++++ DATA EXTRACTS

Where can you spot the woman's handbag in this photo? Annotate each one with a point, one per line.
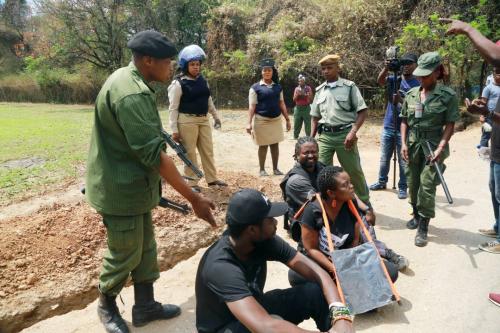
(362, 278)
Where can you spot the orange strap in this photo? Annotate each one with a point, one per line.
(330, 246)
(353, 210)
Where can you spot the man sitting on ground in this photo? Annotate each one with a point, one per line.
(301, 182)
(232, 273)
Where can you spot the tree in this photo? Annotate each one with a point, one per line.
(95, 31)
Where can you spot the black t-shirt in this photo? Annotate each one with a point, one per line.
(222, 278)
(495, 138)
(344, 223)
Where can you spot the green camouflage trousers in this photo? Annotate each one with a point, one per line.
(422, 179)
(331, 143)
(131, 251)
(301, 115)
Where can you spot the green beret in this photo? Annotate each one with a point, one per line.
(153, 44)
(427, 63)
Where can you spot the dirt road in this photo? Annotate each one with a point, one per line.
(444, 291)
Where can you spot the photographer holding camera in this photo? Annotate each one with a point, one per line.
(397, 85)
(302, 97)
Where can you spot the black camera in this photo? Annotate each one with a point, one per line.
(391, 55)
(393, 62)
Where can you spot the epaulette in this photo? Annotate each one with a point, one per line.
(413, 91)
(448, 90)
(348, 83)
(320, 86)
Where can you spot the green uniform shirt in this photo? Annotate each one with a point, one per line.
(337, 103)
(440, 108)
(124, 156)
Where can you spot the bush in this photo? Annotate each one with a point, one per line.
(42, 84)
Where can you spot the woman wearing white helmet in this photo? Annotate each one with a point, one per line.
(190, 101)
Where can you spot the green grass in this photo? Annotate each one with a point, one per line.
(57, 134)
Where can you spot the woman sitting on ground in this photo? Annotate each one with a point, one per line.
(334, 185)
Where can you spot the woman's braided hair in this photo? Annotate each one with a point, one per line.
(326, 179)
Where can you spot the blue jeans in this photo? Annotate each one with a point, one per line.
(495, 192)
(485, 138)
(387, 150)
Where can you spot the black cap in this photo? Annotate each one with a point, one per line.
(249, 206)
(409, 58)
(266, 63)
(152, 43)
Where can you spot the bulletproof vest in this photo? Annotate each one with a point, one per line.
(268, 100)
(195, 94)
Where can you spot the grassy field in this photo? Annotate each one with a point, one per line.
(42, 146)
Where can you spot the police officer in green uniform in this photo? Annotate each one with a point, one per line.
(338, 111)
(429, 113)
(125, 162)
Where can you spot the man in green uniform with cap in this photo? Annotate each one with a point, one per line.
(429, 113)
(125, 162)
(338, 112)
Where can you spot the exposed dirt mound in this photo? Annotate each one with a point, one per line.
(50, 260)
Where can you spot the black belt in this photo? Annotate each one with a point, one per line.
(195, 114)
(332, 129)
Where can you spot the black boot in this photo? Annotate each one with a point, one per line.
(397, 259)
(423, 227)
(146, 309)
(109, 315)
(413, 223)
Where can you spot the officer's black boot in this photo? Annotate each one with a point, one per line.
(146, 309)
(413, 223)
(109, 315)
(423, 227)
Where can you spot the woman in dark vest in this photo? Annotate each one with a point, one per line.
(336, 189)
(190, 101)
(266, 106)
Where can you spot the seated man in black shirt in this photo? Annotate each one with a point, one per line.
(301, 182)
(232, 273)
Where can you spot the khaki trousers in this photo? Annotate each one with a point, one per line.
(196, 133)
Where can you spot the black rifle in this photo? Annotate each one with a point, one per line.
(166, 203)
(395, 115)
(181, 152)
(440, 173)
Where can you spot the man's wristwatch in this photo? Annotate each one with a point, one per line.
(339, 311)
(490, 114)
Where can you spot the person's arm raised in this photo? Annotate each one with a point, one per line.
(489, 51)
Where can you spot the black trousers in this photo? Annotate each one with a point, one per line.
(294, 305)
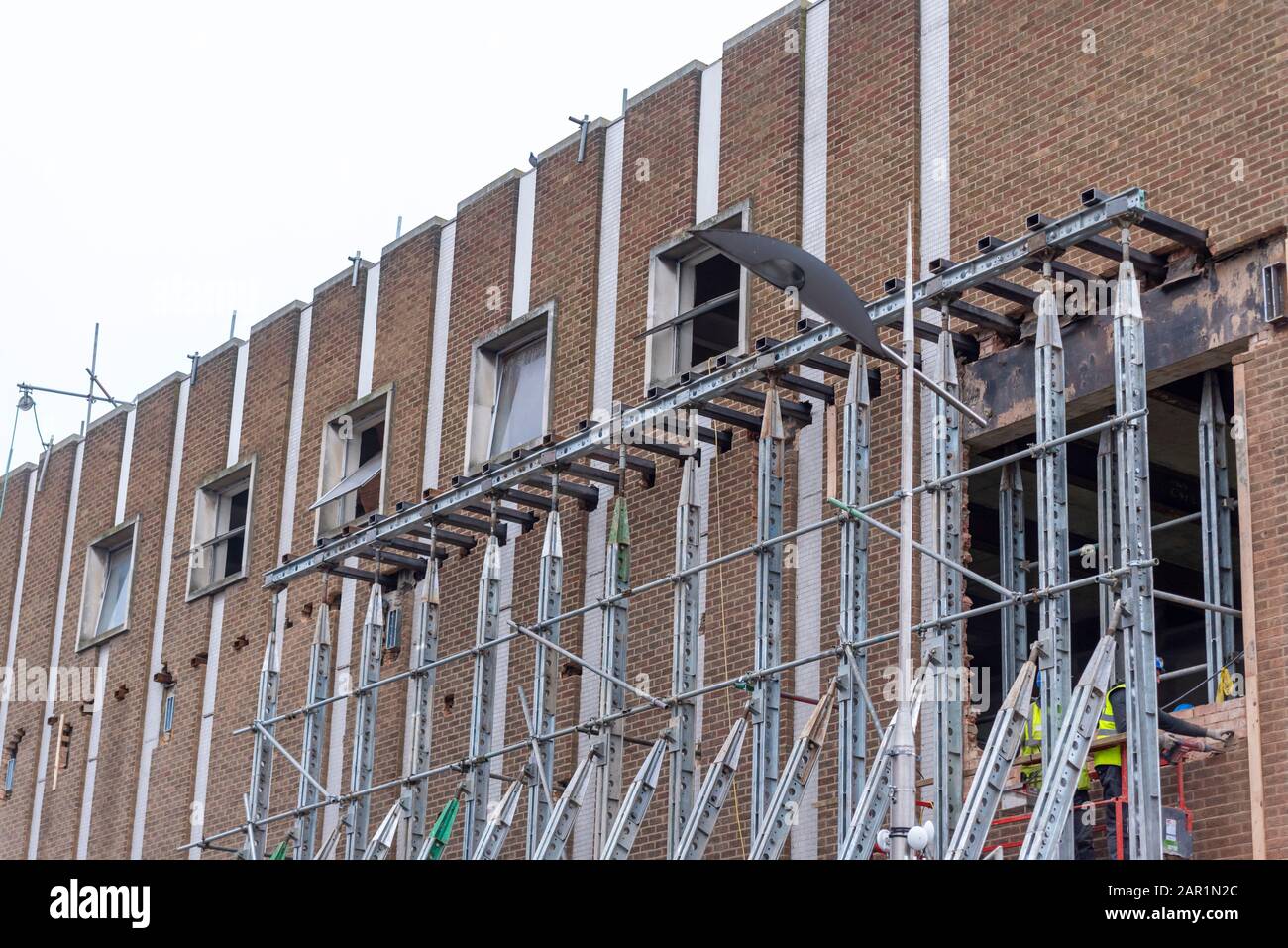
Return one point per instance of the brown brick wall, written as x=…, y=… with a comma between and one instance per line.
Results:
x=1170, y=97
x=121, y=729
x=187, y=630
x=35, y=638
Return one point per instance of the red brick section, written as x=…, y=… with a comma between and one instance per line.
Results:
x=1214, y=788
x=565, y=269
x=121, y=729
x=1171, y=97
x=187, y=629
x=335, y=340
x=1266, y=368
x=95, y=514
x=248, y=607
x=35, y=634
x=483, y=258
x=661, y=130
x=872, y=172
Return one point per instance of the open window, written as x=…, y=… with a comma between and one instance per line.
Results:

++++++++

PROBLEM> Without the pictures, return the entries exactly as they appear.

SOLVED PROBLEM>
Where can you spot the woman's handbag in this photo? Annotate each one with a point, one per line.
(362, 278)
Where can you spot the orange strap in this photo? Annotate each one with a point, one per line.
(330, 246)
(353, 210)
Where can you spot the man sitting on ground in this photo? Annotate each one with a point, one per line.
(301, 182)
(232, 273)
Where can you spot the tree in this photo? Annotate each one with a point, one per line.
(95, 31)
Where can you spot the black t-shirt in this photo? Annotate each one with a point, one per line.
(222, 278)
(495, 138)
(344, 223)
Where can you spot the green camouflage trousers in this photo? Annotate each one with a point, one per line.
(422, 179)
(331, 143)
(131, 251)
(301, 115)
Where can you spot the green beret in this photo? Annotate each one with a point, one per line.
(153, 44)
(427, 63)
Where can you spot the dirt road in this photo? Annotate each one with a point, one per line.
(444, 291)
Where can you spot the photographer holding camera in this photo? Annotate each one with a point, one per line.
(397, 85)
(302, 97)
Where can you spot the black camera in this photo? Annotate each one with a point, one per line.
(391, 55)
(393, 62)
Where can you spot the epaulette in this photo? Annotate each one with a point, one per line.
(413, 91)
(448, 90)
(348, 83)
(320, 86)
Where can you spot the green uniform shirt in this photo? Annotate each one with a point, one per line.
(337, 103)
(440, 108)
(124, 156)
Where can you spot the bush in this photo? Annotate each one with a point, one per line.
(42, 84)
Where can you spot the woman wearing white helmet in this photo? Annotate each one with a point, one per line.
(190, 101)
Where can you spot the green grass in this photo? Annotate each one with a point, one per line.
(57, 134)
Where can you spot the woman sitting on ground in this photo? Annotate each one with a point, one per line.
(334, 185)
Where can you spot the woman's braided hair in this photo? Annotate each one with a point, one per line.
(326, 179)
Where can you spot the blue jeans in this photo? Annotate each one with a point, one per line.
(495, 192)
(485, 138)
(387, 150)
Where can you spot the black cap in this photo? Annotate each one with a point, one per line.
(249, 206)
(409, 58)
(266, 63)
(152, 43)
Where can you spot the bulletproof vest in this photo? Annotate each one with a point, one per line.
(268, 100)
(195, 94)
Where can you spot the grassy field in this photo? Annotate each one with a point, one per line.
(42, 146)
Where can you spot the police officer in green uniform in this photo? Annotate each one with a point, one per line.
(338, 111)
(429, 113)
(125, 162)
Where can you spot the man in green uniform with cap in this photo? Annotate each one with a point, one per line.
(429, 113)
(125, 162)
(338, 112)
Where can you spot the exposed dirt mound in this photo? Annotate each one with a point, one per line.
(50, 260)
Where can you spot the black belt in this photo? Annotate each one with a point, one per line.
(195, 114)
(332, 129)
Where can you spot the black boot in this photo? Annotate each one with a point, one per line.
(397, 259)
(423, 227)
(146, 309)
(109, 315)
(413, 223)
Where can you spot the officer's black boot in this photo? Annotate each one with a point, one per line.
(146, 309)
(413, 223)
(109, 315)
(423, 227)
Where can you spot the woman in dark vest in this photo? Annotate each one with a point, one per line.
(336, 189)
(190, 101)
(266, 106)
Where can you spot the seated man in black shirt in this photo? Annotate each one with a point, one per line.
(301, 182)
(232, 273)
Where can you spot the khaki trousers in this photo? Annotate each one with a point, one per line.
(196, 133)
Where can you spot the black rifle in this photo? Annotate each one with a point, one per line.
(166, 203)
(395, 115)
(181, 152)
(440, 173)
Where can you spot the man's wristwatch in this photo? Annotate each one with a point, one per line.
(339, 311)
(490, 114)
Where can you spot the person's arm raised in this photo? Annotate each one with a point, one per line.
(489, 51)
Where can you spot the black trousers in this photo? Annotate each one with a point, one per line.
(294, 305)
Return one point per instance of the brown brick wall, written as x=…, y=… with a comma between and one instance per line.
Results:
x=1170, y=97
x=121, y=729
x=187, y=630
x=35, y=638
Return one point per instance of the red brick section, written as x=…, y=… with a comma between and one instance per line.
Results:
x=1214, y=788
x=565, y=269
x=121, y=729
x=1171, y=97
x=187, y=629
x=335, y=340
x=1266, y=368
x=95, y=514
x=248, y=607
x=35, y=634
x=483, y=258
x=661, y=130
x=872, y=172
Return one point per instance of the open window, written as x=…, y=… with a comma between and one instance per line.
Results:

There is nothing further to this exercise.